>>

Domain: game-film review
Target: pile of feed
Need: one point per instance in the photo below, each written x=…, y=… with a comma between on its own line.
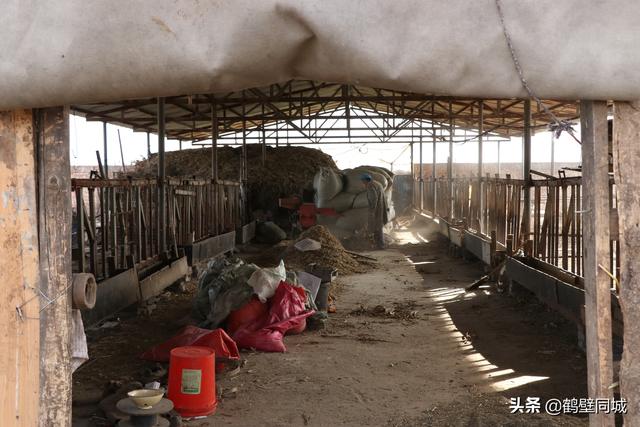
x=287, y=170
x=332, y=254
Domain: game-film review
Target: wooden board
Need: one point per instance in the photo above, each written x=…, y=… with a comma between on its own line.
x=19, y=267
x=626, y=155
x=595, y=228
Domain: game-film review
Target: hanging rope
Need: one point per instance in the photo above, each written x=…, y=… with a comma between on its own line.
x=557, y=126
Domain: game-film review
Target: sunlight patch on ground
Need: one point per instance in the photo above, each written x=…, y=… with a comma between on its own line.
x=408, y=237
x=495, y=377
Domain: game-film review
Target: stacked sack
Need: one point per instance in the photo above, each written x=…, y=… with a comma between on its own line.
x=343, y=191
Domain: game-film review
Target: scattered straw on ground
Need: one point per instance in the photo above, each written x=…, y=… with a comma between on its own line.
x=402, y=311
x=332, y=254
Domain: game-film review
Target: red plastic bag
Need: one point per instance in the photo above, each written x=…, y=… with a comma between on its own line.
x=286, y=314
x=247, y=314
x=217, y=339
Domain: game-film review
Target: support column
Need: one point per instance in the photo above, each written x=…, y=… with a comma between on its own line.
x=264, y=140
x=413, y=178
x=553, y=155
x=19, y=264
x=243, y=163
x=499, y=166
x=162, y=195
x=595, y=232
x=481, y=167
x=434, y=187
x=450, y=164
x=54, y=233
x=526, y=170
x=105, y=150
x=214, y=140
x=626, y=157
x=421, y=178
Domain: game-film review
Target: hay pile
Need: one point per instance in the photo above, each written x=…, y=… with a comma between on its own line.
x=332, y=254
x=287, y=170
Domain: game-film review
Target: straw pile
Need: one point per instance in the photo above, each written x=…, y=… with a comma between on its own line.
x=332, y=254
x=286, y=172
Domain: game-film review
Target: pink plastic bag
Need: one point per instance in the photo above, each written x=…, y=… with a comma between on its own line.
x=286, y=314
x=216, y=339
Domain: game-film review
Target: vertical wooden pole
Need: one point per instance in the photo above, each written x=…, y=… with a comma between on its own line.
x=450, y=165
x=19, y=264
x=413, y=177
x=214, y=140
x=54, y=221
x=105, y=150
x=626, y=156
x=162, y=195
x=213, y=228
x=434, y=160
x=480, y=166
x=421, y=178
x=80, y=229
x=526, y=170
x=595, y=180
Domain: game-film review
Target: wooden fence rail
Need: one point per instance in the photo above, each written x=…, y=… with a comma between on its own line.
x=496, y=205
x=116, y=220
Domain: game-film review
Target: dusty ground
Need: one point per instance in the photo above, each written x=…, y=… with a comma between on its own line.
x=407, y=347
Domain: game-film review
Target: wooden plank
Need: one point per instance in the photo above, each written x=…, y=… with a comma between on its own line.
x=54, y=216
x=626, y=155
x=80, y=229
x=595, y=169
x=19, y=263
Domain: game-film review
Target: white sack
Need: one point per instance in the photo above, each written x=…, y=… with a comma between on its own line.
x=264, y=281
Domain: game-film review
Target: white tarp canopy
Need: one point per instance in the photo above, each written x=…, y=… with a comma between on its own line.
x=79, y=51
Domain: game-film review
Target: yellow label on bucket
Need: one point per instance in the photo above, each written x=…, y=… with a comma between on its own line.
x=191, y=380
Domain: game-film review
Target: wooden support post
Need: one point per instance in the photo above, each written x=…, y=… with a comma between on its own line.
x=499, y=166
x=162, y=195
x=626, y=156
x=480, y=167
x=526, y=169
x=264, y=140
x=413, y=177
x=214, y=140
x=19, y=264
x=80, y=229
x=595, y=227
x=243, y=162
x=421, y=177
x=450, y=165
x=434, y=161
x=105, y=150
x=54, y=220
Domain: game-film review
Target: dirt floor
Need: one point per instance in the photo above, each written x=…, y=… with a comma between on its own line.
x=407, y=347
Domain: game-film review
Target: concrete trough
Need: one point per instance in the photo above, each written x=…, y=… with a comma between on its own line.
x=113, y=295
x=157, y=282
x=246, y=233
x=478, y=246
x=211, y=247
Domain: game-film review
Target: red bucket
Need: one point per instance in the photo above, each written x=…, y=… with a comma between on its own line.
x=192, y=381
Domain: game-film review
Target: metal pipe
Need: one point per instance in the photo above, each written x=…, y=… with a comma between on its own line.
x=526, y=166
x=421, y=178
x=214, y=140
x=106, y=158
x=162, y=197
x=450, y=162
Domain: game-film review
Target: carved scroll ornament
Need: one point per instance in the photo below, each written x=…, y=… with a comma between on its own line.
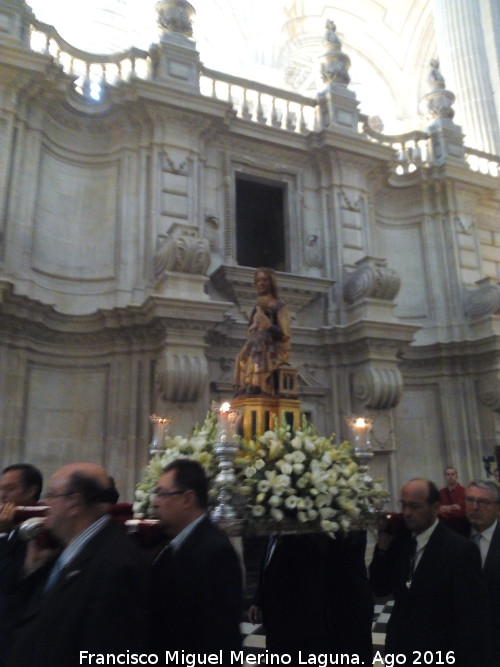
x=182, y=251
x=485, y=300
x=372, y=280
x=181, y=376
x=379, y=388
x=489, y=391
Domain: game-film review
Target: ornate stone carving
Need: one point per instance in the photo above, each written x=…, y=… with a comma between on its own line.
x=371, y=280
x=335, y=64
x=379, y=388
x=181, y=376
x=438, y=101
x=489, y=391
x=182, y=251
x=176, y=16
x=312, y=251
x=483, y=301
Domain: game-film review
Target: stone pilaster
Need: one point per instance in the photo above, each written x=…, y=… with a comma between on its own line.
x=472, y=66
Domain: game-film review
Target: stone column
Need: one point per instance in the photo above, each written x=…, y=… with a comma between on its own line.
x=15, y=16
x=468, y=33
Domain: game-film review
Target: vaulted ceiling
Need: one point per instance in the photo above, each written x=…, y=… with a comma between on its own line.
x=389, y=42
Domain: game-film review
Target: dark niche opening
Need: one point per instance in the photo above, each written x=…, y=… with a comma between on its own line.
x=260, y=223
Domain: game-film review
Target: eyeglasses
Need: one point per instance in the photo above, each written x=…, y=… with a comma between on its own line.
x=410, y=506
x=164, y=494
x=482, y=502
x=51, y=496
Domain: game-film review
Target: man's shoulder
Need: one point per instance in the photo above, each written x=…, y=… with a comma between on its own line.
x=446, y=536
x=209, y=538
x=112, y=540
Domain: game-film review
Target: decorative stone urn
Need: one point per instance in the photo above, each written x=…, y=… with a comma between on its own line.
x=176, y=16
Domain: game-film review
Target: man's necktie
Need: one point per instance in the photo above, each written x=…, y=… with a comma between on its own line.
x=413, y=559
x=476, y=538
x=164, y=556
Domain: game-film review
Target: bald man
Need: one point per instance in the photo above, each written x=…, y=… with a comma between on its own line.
x=434, y=575
x=90, y=596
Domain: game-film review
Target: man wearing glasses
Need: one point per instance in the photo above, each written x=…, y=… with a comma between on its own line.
x=434, y=575
x=90, y=595
x=197, y=584
x=482, y=500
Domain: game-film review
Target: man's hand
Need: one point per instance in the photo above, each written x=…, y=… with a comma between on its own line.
x=254, y=615
x=7, y=512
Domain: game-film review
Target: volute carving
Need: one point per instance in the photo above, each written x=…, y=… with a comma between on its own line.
x=371, y=280
x=379, y=388
x=485, y=300
x=181, y=376
x=489, y=391
x=182, y=250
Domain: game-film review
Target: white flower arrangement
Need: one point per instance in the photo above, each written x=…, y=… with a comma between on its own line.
x=199, y=447
x=302, y=481
x=287, y=481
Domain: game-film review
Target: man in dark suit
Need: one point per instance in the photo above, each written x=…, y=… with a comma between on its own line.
x=435, y=577
x=482, y=500
x=92, y=597
x=20, y=484
x=313, y=595
x=196, y=599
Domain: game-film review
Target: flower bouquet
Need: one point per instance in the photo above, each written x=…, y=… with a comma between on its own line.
x=287, y=481
x=303, y=482
x=198, y=446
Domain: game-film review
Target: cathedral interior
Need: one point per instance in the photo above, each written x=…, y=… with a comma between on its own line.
x=152, y=158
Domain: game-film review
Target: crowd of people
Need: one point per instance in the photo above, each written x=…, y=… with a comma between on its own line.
x=91, y=591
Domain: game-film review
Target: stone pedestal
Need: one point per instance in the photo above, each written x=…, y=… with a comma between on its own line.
x=260, y=413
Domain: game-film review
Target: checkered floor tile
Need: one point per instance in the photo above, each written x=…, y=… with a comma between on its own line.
x=255, y=640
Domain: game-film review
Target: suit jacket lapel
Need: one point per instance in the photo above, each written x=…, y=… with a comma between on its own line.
x=493, y=557
x=431, y=551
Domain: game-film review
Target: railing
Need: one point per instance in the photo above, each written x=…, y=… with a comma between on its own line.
x=92, y=71
x=411, y=148
x=260, y=103
x=485, y=163
x=251, y=101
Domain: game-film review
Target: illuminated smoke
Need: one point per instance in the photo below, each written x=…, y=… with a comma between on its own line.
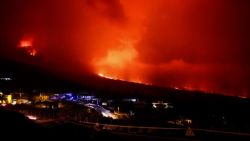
x=194, y=44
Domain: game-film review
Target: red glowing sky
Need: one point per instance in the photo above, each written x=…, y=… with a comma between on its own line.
x=192, y=44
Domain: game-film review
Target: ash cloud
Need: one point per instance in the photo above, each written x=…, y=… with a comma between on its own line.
x=198, y=44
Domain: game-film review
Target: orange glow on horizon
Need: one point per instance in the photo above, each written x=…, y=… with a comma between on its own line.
x=25, y=43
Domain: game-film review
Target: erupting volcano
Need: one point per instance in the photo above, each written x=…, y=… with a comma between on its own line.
x=195, y=45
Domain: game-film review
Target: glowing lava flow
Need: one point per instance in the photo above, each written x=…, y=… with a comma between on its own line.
x=27, y=44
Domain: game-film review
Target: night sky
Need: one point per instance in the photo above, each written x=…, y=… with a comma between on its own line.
x=192, y=44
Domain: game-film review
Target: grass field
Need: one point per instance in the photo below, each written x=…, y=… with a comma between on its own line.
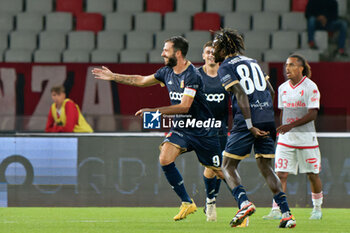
x=51, y=220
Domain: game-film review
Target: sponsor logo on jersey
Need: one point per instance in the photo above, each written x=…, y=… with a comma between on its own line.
x=259, y=105
x=175, y=95
x=215, y=97
x=294, y=104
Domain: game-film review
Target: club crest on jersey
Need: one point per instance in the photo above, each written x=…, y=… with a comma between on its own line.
x=182, y=84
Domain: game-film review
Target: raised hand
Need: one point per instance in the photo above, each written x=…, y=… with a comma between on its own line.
x=104, y=73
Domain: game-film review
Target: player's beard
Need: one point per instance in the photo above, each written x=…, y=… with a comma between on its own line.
x=172, y=61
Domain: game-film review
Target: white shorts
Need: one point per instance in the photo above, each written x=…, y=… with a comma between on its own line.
x=289, y=159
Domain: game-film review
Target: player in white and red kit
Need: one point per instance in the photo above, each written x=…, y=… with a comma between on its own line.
x=297, y=146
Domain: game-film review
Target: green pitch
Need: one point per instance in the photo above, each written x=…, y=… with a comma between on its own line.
x=101, y=220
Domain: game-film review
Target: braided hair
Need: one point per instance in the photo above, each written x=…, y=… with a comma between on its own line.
x=229, y=41
x=304, y=64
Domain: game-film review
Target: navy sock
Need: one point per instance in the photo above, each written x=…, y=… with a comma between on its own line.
x=175, y=180
x=240, y=195
x=210, y=184
x=281, y=200
x=217, y=187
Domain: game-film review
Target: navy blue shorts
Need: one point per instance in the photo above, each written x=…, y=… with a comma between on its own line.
x=240, y=143
x=207, y=148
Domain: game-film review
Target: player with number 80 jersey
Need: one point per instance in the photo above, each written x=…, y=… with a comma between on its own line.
x=247, y=72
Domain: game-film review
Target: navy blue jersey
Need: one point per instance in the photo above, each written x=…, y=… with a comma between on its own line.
x=247, y=72
x=177, y=84
x=217, y=98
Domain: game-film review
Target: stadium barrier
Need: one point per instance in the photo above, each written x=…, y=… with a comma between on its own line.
x=122, y=169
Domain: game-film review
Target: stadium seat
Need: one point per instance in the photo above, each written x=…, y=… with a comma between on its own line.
x=73, y=6
x=39, y=6
x=194, y=55
x=219, y=6
x=276, y=55
x=110, y=40
x=30, y=22
x=343, y=7
x=285, y=40
x=154, y=56
x=104, y=56
x=3, y=41
x=133, y=56
x=81, y=40
x=11, y=6
x=52, y=40
x=257, y=40
x=248, y=5
x=74, y=56
x=238, y=20
x=148, y=21
x=189, y=6
x=18, y=55
x=118, y=22
x=197, y=39
x=6, y=22
x=47, y=56
x=279, y=6
x=206, y=21
x=310, y=54
x=162, y=7
x=139, y=40
x=268, y=21
x=174, y=21
x=100, y=6
x=293, y=21
x=161, y=36
x=299, y=5
x=321, y=40
x=132, y=6
x=59, y=21
x=89, y=22
x=23, y=40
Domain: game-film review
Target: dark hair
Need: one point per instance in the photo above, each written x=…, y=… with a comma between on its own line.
x=208, y=44
x=305, y=65
x=179, y=43
x=58, y=89
x=230, y=41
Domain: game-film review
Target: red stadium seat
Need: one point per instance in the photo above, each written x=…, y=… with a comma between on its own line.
x=299, y=5
x=163, y=6
x=73, y=6
x=206, y=21
x=89, y=22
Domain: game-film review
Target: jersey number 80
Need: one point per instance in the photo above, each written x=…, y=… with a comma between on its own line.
x=251, y=82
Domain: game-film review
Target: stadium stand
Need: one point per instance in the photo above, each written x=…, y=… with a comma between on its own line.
x=100, y=6
x=39, y=6
x=219, y=6
x=162, y=7
x=59, y=21
x=30, y=22
x=73, y=6
x=206, y=21
x=89, y=22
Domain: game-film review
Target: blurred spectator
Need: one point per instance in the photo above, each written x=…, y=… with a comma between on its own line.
x=323, y=14
x=64, y=115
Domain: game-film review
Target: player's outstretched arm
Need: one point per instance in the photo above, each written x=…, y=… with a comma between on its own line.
x=132, y=80
x=181, y=108
x=243, y=103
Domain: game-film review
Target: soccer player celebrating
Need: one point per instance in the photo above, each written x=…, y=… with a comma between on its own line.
x=297, y=146
x=253, y=124
x=217, y=99
x=186, y=94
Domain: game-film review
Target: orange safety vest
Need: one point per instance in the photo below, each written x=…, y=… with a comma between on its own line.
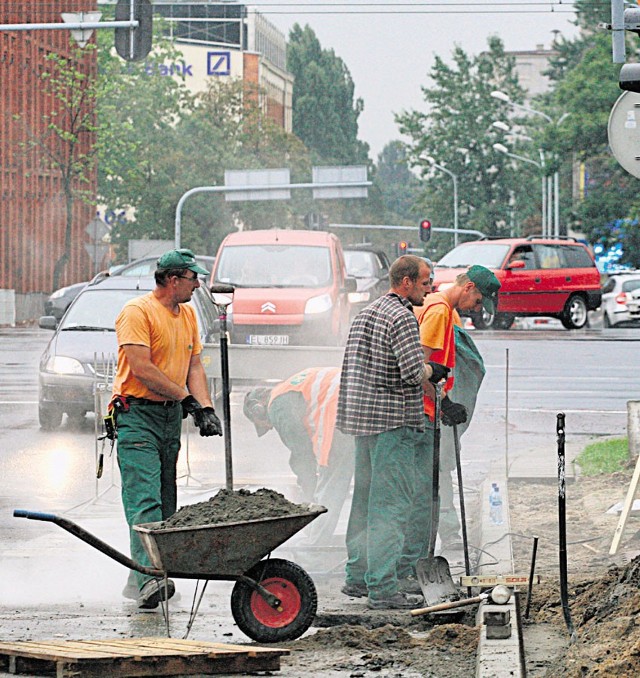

<<

◆ **WHAT TO PRODUCE**
Please give an exact copy of the lines above, beginning with the line containing "Target: stone pedestal" and running through the line containing "Target: checkered floor tile", and of no other lines.

◆ **EXERCISE ANSWER**
Target: stone pedestal
Need: one point per instance in the photo above, each written x=…, y=… with a comma between on its own line.
x=260, y=413
Domain: game-film review
Target: checkered floor tile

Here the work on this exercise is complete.